_Work to complete_
In the Week 3 post-Celexa entry, reproduce the part starting with "Negative this week" and going on through "make them stop.", swapping "symptoms" for "sensations".

_Given passage_
+ + + +

Wellness & Wellbeing,

Week 3 – post Celexa

Last week my ADD distractibility was major. Some moments trying to harness a thought was impossible, some moments I was so focused that I felt like “old me” whoever that is. Focus was sometimes an issue on Celexa, my ADD comes with the super power of hyper-focus but only if I’ve got other stuff to block out. Celexa does the blocking so that means my concentration has sometimes been a struggle – it’s an important piece of the puzzle I’m watching.

Negative this week – the leg nerve zaps/restless leg whatever have really been bothering me. I keep forgetting that having an orgasm is a pretty reliable way I discovered to stop the symptoms. And, no… that’s not TMI if you’ve ever suffered from these things you know’d know that you’d do anything to make them stop.

+ + + +

_Exercise data_
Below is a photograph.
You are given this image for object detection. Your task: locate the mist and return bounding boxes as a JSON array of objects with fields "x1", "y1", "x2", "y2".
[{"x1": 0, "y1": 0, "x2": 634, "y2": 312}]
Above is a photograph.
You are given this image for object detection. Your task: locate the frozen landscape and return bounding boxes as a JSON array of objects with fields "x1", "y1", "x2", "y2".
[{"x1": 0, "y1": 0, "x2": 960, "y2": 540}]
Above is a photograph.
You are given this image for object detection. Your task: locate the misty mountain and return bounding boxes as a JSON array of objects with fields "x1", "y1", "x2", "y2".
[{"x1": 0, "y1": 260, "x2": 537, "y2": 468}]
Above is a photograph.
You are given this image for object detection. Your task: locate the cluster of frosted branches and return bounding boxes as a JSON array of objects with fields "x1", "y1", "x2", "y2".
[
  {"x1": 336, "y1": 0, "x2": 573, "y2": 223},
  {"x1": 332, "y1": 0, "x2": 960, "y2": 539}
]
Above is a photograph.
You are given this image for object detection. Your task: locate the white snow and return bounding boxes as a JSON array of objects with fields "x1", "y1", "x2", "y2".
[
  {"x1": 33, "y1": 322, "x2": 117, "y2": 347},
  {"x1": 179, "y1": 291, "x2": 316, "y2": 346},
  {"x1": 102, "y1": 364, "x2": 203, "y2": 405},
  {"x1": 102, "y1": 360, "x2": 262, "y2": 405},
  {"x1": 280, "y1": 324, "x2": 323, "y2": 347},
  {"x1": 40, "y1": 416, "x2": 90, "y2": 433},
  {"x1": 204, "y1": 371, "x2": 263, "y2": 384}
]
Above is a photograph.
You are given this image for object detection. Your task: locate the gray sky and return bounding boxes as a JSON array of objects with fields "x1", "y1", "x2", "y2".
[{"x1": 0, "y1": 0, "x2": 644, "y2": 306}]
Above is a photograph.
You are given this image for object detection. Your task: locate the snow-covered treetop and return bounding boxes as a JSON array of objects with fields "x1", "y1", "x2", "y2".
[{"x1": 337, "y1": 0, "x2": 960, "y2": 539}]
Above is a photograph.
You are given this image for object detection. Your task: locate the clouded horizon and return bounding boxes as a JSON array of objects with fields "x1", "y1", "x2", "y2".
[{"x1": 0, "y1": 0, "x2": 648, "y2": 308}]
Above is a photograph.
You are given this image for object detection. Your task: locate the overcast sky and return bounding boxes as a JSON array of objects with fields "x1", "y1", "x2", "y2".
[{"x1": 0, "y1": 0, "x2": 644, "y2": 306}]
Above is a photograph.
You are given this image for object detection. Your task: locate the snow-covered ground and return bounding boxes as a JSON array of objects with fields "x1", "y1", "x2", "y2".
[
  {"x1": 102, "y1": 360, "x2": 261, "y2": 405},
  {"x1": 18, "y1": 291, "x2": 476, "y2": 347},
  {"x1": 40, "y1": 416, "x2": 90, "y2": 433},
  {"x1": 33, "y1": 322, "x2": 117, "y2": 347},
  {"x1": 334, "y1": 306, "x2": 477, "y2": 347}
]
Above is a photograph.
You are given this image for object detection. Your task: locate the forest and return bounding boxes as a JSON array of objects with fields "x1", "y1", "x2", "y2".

+ + + +

_Finished exercise_
Negative this week – the leg nerve zaps/restless leg whatever have really been bothering me. I keep forgetting that having an orgasm is a pretty reliable way I discovered to stop the sensations. And, no… that’s not TMI if you’ve ever suffered from these things you know’d know that you’d do anything to make them stop.